— BRANO PROPOSTO —
Lasciamo che sia Giovanni Battista, nel nostro appuntamento domenicale con il Vangelo, a presentarci Gesù come il Cristo. Lui che ha detto di sé: bisogna che Egli cresca ed io diminuisca e così definire il nostro diventare cristiani e Chiesa. Comprendere di essere chiamati e leggere la nostra vita come risposta.
Sono due le immagini che Giovanni usa per indicare Gesù come salvezza entrata nella storia umana: Agnello e colomba.
Agnello, e la parola si carica del suo doppio significato. L'agnello che, caricato dei peccati del popolo, spinto nel deserto, rimette nella condizione di vivere nella fedeltà all'alleanza. "Talia" dice l'ebraico che dice anche il "servo" come Isaia l'aveva preannunciato: agnello pasquale: come pecora muta davanti a chi lo spoglia. Si è caricato del peccato del popolo: morto al nostro posto eppure vivo, risorto, vittorioso secondo le parole, l'immagine dell'Apocalisse.

— MATERIALE RACCOLTO —

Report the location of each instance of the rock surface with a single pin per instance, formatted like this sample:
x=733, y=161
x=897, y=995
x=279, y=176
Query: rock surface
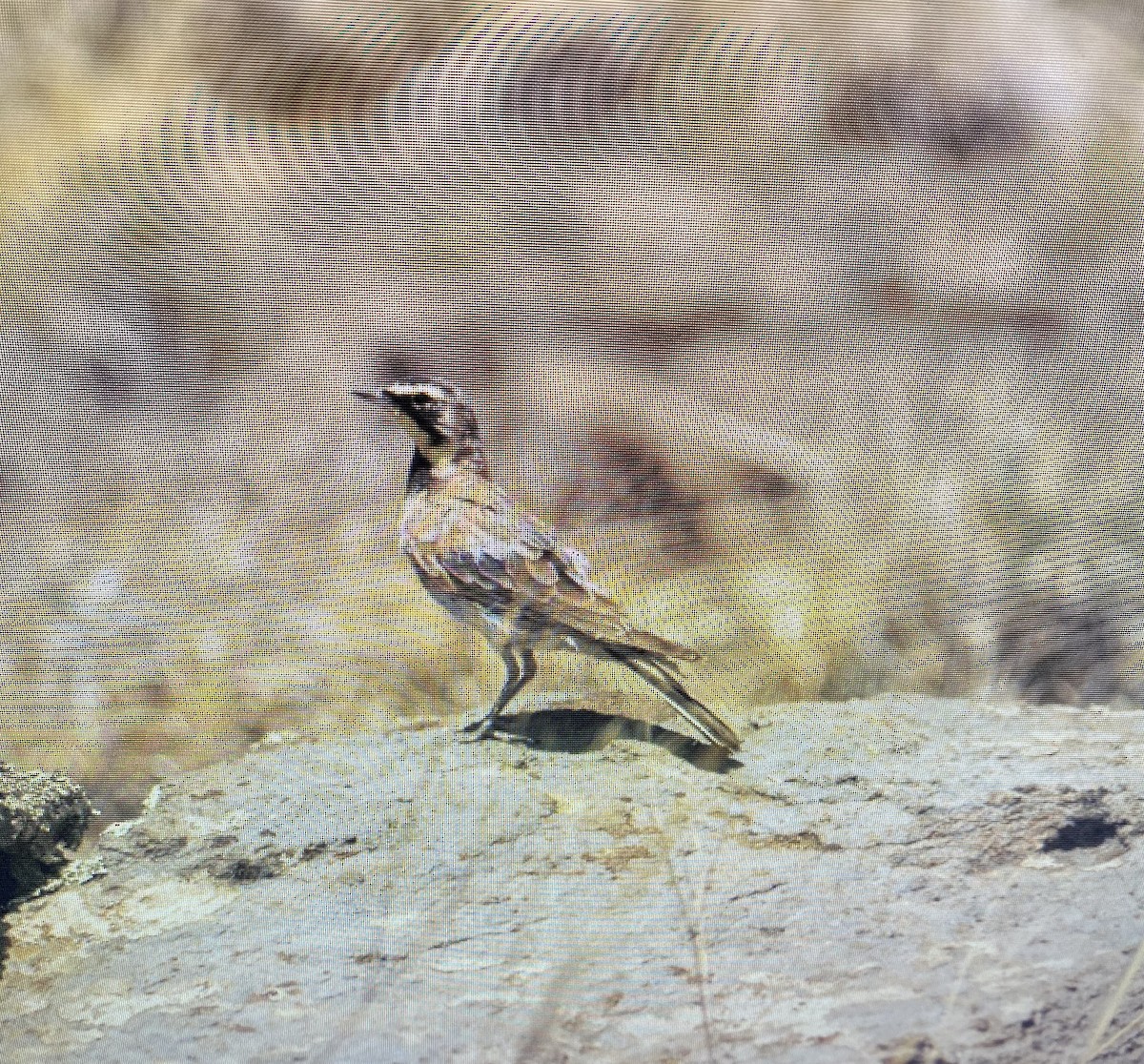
x=897, y=880
x=43, y=817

— COMPITO ASSEGNATO —
Riporta tutto il brano su Giovanni Battista da "Sono due le" giù fino a "parole, l'immagine dell'Apocalisse.", sostituendo "colomba" con "tortora".

— RISPOSTA CORRETTA —
Sono due le immagini che Giovanni usa per indicare Gesù come salvezza entrata nella storia umana: Agnello e tortora.
Agnello, e la parola si carica del suo doppio significato. L'agnello che, caricato dei peccati del popolo, spinto nel deserto, rimette nella condizione di vivere nella fedeltà all'alleanza. "Talia" dice l'ebraico che dice anche il "servo" come Isaia l'aveva preannunciato: agnello pasquale: come pecora muta davanti a chi lo spoglia. Si è caricato del peccato del popolo: morto al nostro posto eppure vivo, risorto, vittorioso secondo le parole, l'immagine dell'Apocalisse.